> _CHALLENGE_:
Render the lines below as a JSON list of strings, one string per line, leaving out blank lines.

-------

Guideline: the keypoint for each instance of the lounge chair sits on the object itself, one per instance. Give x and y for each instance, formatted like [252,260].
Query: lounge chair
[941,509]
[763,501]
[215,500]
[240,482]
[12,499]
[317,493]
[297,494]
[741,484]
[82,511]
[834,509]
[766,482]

-------

> _FULL OUTPUT_:
[
  "Guideline: the keypoint for each instance of the lounge chair sits on the object itself, one per instance. Give x and y for each instance, formatted like [252,260].",
  "Query: lounge chair",
  "[941,509]",
  "[763,501]",
  "[215,500]",
  "[240,482]",
  "[12,499]",
  "[317,493]",
  "[297,494]",
  "[741,484]",
  "[82,511]",
  "[834,509]",
  "[766,482]"
]